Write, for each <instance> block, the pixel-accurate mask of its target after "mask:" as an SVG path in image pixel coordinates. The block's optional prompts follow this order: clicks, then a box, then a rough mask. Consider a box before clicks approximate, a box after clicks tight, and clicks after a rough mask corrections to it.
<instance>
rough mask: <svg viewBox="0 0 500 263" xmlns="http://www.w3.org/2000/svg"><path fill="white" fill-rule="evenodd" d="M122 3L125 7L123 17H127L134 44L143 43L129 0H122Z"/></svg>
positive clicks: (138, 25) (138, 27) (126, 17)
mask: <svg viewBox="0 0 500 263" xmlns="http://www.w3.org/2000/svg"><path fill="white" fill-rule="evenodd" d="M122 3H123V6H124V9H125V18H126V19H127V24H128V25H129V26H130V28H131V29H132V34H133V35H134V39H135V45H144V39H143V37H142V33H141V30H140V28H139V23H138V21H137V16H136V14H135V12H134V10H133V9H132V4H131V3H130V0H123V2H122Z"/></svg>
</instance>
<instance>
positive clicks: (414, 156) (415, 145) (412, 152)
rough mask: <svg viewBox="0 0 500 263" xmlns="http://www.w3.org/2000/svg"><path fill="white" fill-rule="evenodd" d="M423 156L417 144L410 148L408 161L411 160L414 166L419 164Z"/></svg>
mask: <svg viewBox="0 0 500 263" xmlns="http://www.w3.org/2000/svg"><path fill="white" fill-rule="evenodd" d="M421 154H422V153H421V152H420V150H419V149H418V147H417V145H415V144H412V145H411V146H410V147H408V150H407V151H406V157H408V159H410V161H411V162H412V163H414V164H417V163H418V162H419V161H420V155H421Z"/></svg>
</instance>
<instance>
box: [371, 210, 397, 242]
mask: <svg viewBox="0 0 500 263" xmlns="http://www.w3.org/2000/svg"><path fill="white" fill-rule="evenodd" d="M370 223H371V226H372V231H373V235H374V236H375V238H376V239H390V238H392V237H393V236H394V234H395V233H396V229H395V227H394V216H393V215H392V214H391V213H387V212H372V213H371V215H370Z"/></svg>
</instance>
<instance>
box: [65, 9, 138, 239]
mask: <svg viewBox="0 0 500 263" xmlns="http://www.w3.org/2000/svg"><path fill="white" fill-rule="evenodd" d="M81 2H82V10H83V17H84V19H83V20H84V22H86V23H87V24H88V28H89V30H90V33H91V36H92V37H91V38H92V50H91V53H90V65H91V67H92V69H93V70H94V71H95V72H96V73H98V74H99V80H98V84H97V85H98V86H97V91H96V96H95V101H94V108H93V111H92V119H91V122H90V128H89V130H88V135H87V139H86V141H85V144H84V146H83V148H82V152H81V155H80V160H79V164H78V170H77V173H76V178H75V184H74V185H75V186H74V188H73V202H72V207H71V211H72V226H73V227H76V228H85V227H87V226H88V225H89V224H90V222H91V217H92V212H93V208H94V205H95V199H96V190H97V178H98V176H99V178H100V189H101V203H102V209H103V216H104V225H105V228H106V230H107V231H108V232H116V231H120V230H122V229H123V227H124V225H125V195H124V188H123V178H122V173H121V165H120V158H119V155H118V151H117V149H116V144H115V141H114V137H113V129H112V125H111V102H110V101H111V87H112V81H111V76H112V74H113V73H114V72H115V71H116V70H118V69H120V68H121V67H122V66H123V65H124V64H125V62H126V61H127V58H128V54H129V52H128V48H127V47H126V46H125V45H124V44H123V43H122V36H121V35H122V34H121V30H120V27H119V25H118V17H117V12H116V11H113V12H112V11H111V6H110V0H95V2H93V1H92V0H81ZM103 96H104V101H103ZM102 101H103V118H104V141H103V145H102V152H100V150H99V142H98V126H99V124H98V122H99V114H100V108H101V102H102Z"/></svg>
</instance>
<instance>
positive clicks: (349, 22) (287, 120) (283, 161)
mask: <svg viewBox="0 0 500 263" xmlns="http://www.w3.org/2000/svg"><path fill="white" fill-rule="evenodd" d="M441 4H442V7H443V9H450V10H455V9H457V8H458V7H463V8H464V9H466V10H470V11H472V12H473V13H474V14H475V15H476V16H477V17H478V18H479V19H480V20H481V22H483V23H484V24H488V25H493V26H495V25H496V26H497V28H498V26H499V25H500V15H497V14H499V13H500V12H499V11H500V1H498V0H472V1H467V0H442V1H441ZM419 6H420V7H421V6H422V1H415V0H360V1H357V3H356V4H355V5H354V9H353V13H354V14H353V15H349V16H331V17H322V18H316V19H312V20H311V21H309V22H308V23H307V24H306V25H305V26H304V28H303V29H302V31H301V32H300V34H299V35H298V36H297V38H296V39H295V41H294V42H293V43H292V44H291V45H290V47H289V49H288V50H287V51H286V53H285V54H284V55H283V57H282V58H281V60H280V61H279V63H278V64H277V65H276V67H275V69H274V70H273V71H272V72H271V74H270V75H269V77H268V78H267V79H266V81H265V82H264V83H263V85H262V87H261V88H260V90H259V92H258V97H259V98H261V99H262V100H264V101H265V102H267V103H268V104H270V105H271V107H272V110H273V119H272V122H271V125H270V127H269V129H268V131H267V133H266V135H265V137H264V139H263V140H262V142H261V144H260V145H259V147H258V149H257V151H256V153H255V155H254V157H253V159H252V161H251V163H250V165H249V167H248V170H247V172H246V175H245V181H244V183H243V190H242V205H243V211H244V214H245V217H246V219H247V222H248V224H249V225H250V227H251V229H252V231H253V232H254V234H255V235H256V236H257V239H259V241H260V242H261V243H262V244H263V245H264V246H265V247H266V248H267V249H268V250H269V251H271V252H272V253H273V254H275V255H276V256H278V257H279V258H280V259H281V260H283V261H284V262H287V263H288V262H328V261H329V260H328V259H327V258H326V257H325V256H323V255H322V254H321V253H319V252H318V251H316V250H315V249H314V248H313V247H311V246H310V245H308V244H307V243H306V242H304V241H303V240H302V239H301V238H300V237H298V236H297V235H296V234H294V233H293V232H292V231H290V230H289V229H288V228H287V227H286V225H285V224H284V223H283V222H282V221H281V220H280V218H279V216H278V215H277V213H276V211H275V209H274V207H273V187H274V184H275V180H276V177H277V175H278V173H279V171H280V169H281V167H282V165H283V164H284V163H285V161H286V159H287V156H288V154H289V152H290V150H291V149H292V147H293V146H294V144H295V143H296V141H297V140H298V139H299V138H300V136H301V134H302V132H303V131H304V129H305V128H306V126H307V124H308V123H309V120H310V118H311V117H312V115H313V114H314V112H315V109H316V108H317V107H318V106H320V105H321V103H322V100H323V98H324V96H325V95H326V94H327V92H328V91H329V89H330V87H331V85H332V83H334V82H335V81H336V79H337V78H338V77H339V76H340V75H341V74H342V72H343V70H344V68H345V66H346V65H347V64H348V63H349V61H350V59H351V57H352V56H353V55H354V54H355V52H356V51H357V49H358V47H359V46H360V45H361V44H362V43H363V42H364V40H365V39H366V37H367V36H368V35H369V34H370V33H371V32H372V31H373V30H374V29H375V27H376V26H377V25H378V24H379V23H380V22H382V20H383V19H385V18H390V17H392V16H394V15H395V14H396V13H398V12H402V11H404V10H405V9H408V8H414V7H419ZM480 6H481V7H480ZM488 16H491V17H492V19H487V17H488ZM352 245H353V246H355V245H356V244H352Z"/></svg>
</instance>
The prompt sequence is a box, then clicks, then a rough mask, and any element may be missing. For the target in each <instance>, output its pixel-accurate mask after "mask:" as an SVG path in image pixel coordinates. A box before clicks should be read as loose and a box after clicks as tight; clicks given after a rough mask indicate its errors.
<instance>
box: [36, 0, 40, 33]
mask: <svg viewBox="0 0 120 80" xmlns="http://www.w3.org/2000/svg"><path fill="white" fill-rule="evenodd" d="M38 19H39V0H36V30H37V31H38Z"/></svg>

──────────────────────────────

## TO DO
Would you copy out exactly the lines from the one holding "The prompt sequence" through the end of the entries above, both ends included?

## RESPONSE TO THIS EXERCISE
The prompt sequence is a box, then clicks, then a rough mask, and any element may be missing. For the target in each <instance>, output its pixel-accurate mask after "mask:" as an SVG path in image pixel coordinates. A box before clicks should be read as loose and a box after clicks as tight; clicks given after a rough mask indicate its errors.
<instance>
box: [36, 0, 40, 33]
mask: <svg viewBox="0 0 120 80" xmlns="http://www.w3.org/2000/svg"><path fill="white" fill-rule="evenodd" d="M38 19H39V0H36V30H37V31H38Z"/></svg>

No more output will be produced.